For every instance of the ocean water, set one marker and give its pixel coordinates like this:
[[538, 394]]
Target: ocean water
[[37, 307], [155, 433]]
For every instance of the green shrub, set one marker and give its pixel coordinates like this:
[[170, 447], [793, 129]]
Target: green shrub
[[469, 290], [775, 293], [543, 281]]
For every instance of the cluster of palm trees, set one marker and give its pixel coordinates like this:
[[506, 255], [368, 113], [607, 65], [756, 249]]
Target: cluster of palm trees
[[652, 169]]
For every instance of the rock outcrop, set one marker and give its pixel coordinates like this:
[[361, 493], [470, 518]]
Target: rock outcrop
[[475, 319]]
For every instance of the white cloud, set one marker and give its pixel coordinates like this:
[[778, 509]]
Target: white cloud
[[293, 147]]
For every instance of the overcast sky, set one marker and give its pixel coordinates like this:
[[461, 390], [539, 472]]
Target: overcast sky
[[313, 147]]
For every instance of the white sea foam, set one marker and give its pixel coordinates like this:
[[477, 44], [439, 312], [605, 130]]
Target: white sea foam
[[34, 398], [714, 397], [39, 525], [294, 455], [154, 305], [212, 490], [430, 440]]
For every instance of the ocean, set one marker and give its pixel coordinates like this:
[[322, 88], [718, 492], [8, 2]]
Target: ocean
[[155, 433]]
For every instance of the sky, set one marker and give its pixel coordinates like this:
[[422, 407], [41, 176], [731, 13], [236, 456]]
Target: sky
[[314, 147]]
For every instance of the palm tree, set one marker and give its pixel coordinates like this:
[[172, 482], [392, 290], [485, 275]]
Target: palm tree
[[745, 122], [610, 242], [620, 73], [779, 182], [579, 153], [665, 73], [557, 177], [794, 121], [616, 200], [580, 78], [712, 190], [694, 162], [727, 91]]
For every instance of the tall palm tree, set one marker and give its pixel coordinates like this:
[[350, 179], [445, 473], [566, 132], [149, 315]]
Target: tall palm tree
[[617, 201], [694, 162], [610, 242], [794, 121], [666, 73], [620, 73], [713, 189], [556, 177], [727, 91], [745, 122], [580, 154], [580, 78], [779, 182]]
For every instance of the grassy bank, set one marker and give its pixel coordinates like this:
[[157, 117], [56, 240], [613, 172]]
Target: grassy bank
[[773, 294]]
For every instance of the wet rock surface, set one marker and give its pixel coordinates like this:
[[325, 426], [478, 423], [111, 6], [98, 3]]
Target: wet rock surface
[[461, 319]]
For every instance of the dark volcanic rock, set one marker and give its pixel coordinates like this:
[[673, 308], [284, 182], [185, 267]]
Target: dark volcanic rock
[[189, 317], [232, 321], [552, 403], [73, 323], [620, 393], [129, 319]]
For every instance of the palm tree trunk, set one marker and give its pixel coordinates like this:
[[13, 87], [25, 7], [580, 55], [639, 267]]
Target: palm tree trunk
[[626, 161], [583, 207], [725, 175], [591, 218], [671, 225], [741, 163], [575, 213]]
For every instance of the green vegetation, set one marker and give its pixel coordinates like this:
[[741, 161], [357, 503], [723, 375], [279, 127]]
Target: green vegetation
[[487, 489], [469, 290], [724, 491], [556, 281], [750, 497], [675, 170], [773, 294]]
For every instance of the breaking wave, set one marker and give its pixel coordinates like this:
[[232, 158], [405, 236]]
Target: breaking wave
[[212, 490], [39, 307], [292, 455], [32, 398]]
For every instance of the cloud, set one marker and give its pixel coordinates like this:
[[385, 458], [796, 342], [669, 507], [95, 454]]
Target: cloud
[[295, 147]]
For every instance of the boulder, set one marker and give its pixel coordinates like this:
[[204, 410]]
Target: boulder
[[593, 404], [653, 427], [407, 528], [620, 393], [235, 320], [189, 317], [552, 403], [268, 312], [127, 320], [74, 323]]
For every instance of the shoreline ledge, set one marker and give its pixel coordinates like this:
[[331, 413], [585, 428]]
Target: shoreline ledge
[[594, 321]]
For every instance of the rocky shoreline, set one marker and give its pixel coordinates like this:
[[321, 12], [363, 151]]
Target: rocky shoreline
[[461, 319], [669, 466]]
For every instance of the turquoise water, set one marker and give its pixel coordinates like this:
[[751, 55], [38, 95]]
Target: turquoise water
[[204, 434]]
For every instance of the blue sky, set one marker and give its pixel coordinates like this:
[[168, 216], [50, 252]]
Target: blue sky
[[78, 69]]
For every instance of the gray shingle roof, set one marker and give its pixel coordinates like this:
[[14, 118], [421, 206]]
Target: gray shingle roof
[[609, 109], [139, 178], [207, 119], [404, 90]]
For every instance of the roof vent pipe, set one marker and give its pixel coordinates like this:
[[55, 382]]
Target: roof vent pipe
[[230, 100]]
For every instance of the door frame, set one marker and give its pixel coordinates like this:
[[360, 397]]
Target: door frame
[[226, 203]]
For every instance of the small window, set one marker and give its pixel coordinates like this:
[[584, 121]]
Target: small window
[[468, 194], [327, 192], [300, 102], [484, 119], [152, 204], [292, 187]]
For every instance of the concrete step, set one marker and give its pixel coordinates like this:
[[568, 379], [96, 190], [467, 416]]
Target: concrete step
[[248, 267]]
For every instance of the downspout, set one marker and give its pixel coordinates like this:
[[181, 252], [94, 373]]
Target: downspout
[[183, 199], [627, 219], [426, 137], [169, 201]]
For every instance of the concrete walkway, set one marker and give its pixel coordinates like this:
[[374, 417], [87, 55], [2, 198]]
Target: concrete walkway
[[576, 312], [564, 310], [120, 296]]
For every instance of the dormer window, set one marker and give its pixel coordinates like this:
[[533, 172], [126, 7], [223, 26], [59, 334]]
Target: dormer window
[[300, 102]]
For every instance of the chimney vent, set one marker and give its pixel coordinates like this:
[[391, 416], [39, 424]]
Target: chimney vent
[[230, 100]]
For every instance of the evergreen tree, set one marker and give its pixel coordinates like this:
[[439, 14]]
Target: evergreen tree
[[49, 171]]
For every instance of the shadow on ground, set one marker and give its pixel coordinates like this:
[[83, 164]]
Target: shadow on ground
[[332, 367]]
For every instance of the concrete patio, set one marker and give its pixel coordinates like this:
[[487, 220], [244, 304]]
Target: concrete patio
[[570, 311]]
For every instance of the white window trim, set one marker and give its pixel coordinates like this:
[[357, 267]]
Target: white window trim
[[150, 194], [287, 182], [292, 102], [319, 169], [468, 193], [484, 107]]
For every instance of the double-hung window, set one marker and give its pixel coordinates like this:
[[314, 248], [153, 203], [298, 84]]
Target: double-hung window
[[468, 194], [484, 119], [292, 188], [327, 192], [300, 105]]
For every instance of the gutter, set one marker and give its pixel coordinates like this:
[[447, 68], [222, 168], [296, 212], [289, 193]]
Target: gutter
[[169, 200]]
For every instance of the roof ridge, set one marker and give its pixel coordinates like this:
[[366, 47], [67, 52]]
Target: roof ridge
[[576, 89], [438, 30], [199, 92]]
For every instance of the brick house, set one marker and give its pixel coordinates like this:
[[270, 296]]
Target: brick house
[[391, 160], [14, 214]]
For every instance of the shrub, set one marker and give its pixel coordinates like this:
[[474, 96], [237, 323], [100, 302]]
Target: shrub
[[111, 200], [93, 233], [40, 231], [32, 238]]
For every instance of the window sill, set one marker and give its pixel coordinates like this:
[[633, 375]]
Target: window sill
________
## Given request
Copy out all of the material above word for word, keeping every line in its original order.

## Answer
For every instance of the ocean water, set one marker and give its pixel coordinates like this:
[[538, 394]]
Target: ocean water
[[37, 307], [155, 433]]
For every instance of the green shrub, set one marker and give its pixel coordinates like this:
[[170, 447], [793, 129]]
Target: green shrub
[[469, 290], [775, 293], [543, 281]]
For every instance of the cluster of palm trees, set one marker and give its pixel coordinates like this:
[[506, 255], [368, 113], [607, 65], [756, 249]]
Target: cluster of palm trees
[[652, 169]]
For every instance of the rock outcrop, set one marker and give its pixel coordinates like this:
[[361, 493], [470, 518]]
Target: rock outcrop
[[475, 319]]
For every instance of the white cloud, set one marker and give its pixel coordinates like this:
[[778, 509]]
Target: white cloud
[[293, 147]]
For every instance of the overcast sky, set one marker and give its pixel coordinates like this:
[[461, 390], [539, 472]]
Target: overcast sky
[[313, 147]]
For every instance of the white sea foam, set one marker and give its pixel coordinates like this:
[[477, 44], [439, 312], [605, 130]]
Target: white sea foam
[[34, 398], [714, 397], [39, 525], [294, 455], [154, 305], [212, 490], [430, 440]]
For every instance of the ocean, set one marker and give its pixel coordinates like this:
[[322, 88], [718, 492], [8, 2]]
Target: ocean
[[155, 433]]
For every instance of the sky, set one marker and give its pixel coordinates like this:
[[422, 407], [41, 176], [731, 13], [236, 456]]
Target: sky
[[314, 147]]
For every instance of the palm tree, set one marker and give its pixel coordinates like this:
[[172, 482], [392, 290], [485, 275]]
Target: palm tree
[[745, 122], [610, 242], [620, 73], [779, 182], [579, 153], [665, 73], [557, 177], [794, 121], [616, 200], [580, 78], [712, 190], [694, 162], [727, 91]]
For every instance of the tall palm tree, set one marker and give its pixel coordinates like this:
[[350, 179], [445, 473], [566, 132], [149, 315]]
Target: tall palm tree
[[617, 201], [694, 162], [610, 242], [794, 121], [666, 73], [620, 73], [713, 189], [556, 177], [727, 91], [745, 122], [580, 154], [580, 78], [779, 182]]
For every instance of the grassy bank, set one marker and give its pixel coordinates like this:
[[157, 117], [56, 240], [613, 172]]
Target: grassy bank
[[773, 294]]
For every instance of the wet rock surface, set one marker and give its pixel coordinates like this:
[[325, 426], [478, 423], [111, 6], [98, 3]]
Target: wet rock surface
[[461, 319]]
For every instance of the dark volcanic rock, set one marker and give its pixel coordinates like this:
[[673, 308], [284, 182], [185, 267]]
Target: dark volcanic rock
[[189, 317], [232, 321], [552, 403], [73, 323], [620, 393], [129, 319]]
For every instance of the palm tree trunk, set one marker and give its pixel coordinates like this:
[[13, 87], [25, 7], [580, 55], [639, 267]]
Target: palm tree trunk
[[626, 161], [583, 207], [725, 175], [591, 218], [671, 225], [741, 163], [575, 213]]
For every instance of the green vegetation, set one marker and give its pixel coordinates like this:
[[741, 161], [357, 503], [723, 375], [279, 127]]
Target: green vegetation
[[487, 489], [469, 290], [724, 491], [556, 281], [750, 497], [675, 170], [773, 294]]
For every instance of the breaking wave, set one marker and give its pixel coordinates like this:
[[232, 158], [405, 236]]
Target: breaking wave
[[212, 490], [39, 307], [292, 455], [32, 398]]
For every instance of the cloud, set one marker and give its pixel coordinates like this:
[[385, 458], [796, 342], [669, 507], [95, 454]]
Target: cloud
[[295, 147]]
For every instance of the boulder, set one marker and give its pixel coordinates like this:
[[204, 410]]
Target: boulder
[[593, 404], [653, 427], [407, 528], [620, 393], [235, 320], [189, 317], [552, 403], [268, 312], [127, 320], [74, 323]]
For every instance of the shoreline ledge, set one marker and give its pixel coordinates like this:
[[331, 413], [585, 428]]
Target: shoreline ledge
[[594, 321]]
For every instance of the rocky shoreline, set one marker and give its pixel coordinates like this:
[[321, 12], [363, 151]]
Target: rocky shoreline
[[461, 319], [669, 466]]
For every instance of the turquoise water, set one marker and give its pixel coordinates like this:
[[751, 55], [38, 95]]
Target: turquoise water
[[204, 434]]
For every instance of the blue sky, set one marker and give its pixel coordinates like this:
[[168, 216], [50, 252]]
Target: blue sky
[[78, 69]]
For every instance of the gray shingle roof, set one marker and give its pixel coordinates like this:
[[14, 118], [421, 206]]
Target: gray shingle roof
[[609, 109], [139, 178], [207, 119], [404, 90]]
For every instance of the roof vent pipe, set one marker and give its pixel coordinates like this:
[[55, 382]]
Target: roof vent pipe
[[230, 100]]
For every instance of the door frame, set one marker and give its pixel coordinates like this:
[[360, 397]]
Target: door frame
[[226, 203]]
For every instance of the small window, set one marker and give its pixel coordinates like this:
[[584, 121]]
Target: small window
[[468, 194], [327, 192], [300, 102], [484, 119], [152, 204], [292, 187]]
For every instance of the concrete step, set one marker and give its pixel coordinates like this:
[[568, 379], [96, 190], [467, 416]]
Target: concrete step
[[248, 267]]
For every instance of the downspout, set one marker and give its pixel coordinates like this:
[[181, 252], [94, 373]]
Target: downspout
[[183, 199], [627, 219], [426, 137], [169, 201]]
For every instance of the concrete walkway, set one marker and give its pixel coordinates like this:
[[374, 417], [87, 55], [2, 198]]
Target: concrete walkway
[[576, 312], [564, 310], [120, 296]]
For every instance of the dormer window, set one marker and give its pixel coordinates like this:
[[533, 172], [126, 7], [223, 26], [59, 334]]
Target: dormer window
[[300, 102]]
For every instance of the chimney vent, set one marker and give its pixel coordinates like this:
[[391, 416], [39, 424]]
Target: chimney vent
[[230, 100]]
For every instance of the evergreen tree, set one marker and give its pixel coordinates like this:
[[439, 14]]
Target: evergreen tree
[[49, 171]]
For every instance of the shadow on ground, set one marker and give its pixel coordinates like this:
[[83, 164]]
Target: shadow on ground
[[332, 367]]
For every instance of the concrete patio, set one marker and give its pixel coordinates like this:
[[487, 220], [244, 304]]
Target: concrete patio
[[570, 311]]
For every instance of the white window trim, set one marker and give its pixel coordinates like this:
[[357, 267]]
Target: white window trim
[[150, 194], [287, 182], [292, 102], [319, 169], [468, 193], [484, 107]]
For every instance of the double-hung window, set one marker and give its pixel coordinates like this:
[[314, 248], [153, 203], [298, 84]]
Target: double-hung window
[[468, 194], [484, 119], [292, 188], [327, 192], [300, 105]]
For every instance of the gutter, set one marker and give its pixel coordinates like this:
[[447, 68], [222, 168], [296, 212], [289, 193]]
Target: gutter
[[169, 200]]
For every instance of the roof ridge, set one marker and give its pixel coordinates like this:
[[366, 47], [67, 52]]
Target: roof ridge
[[576, 89], [438, 30], [199, 92]]
For every instance of the brick house, set one marker and give its pixel coordinates like this:
[[270, 296]]
Target: brick house
[[391, 160], [14, 214]]
For every instance of the shrub, set one marker and give its pixel coordinates like this:
[[474, 96], [237, 323], [100, 302]]
Target: shrub
[[111, 200], [93, 233], [40, 231], [32, 238]]
For every instance of the window sill, set one marker and give its pixel coordinates like this:
[[633, 375]]
Target: window sill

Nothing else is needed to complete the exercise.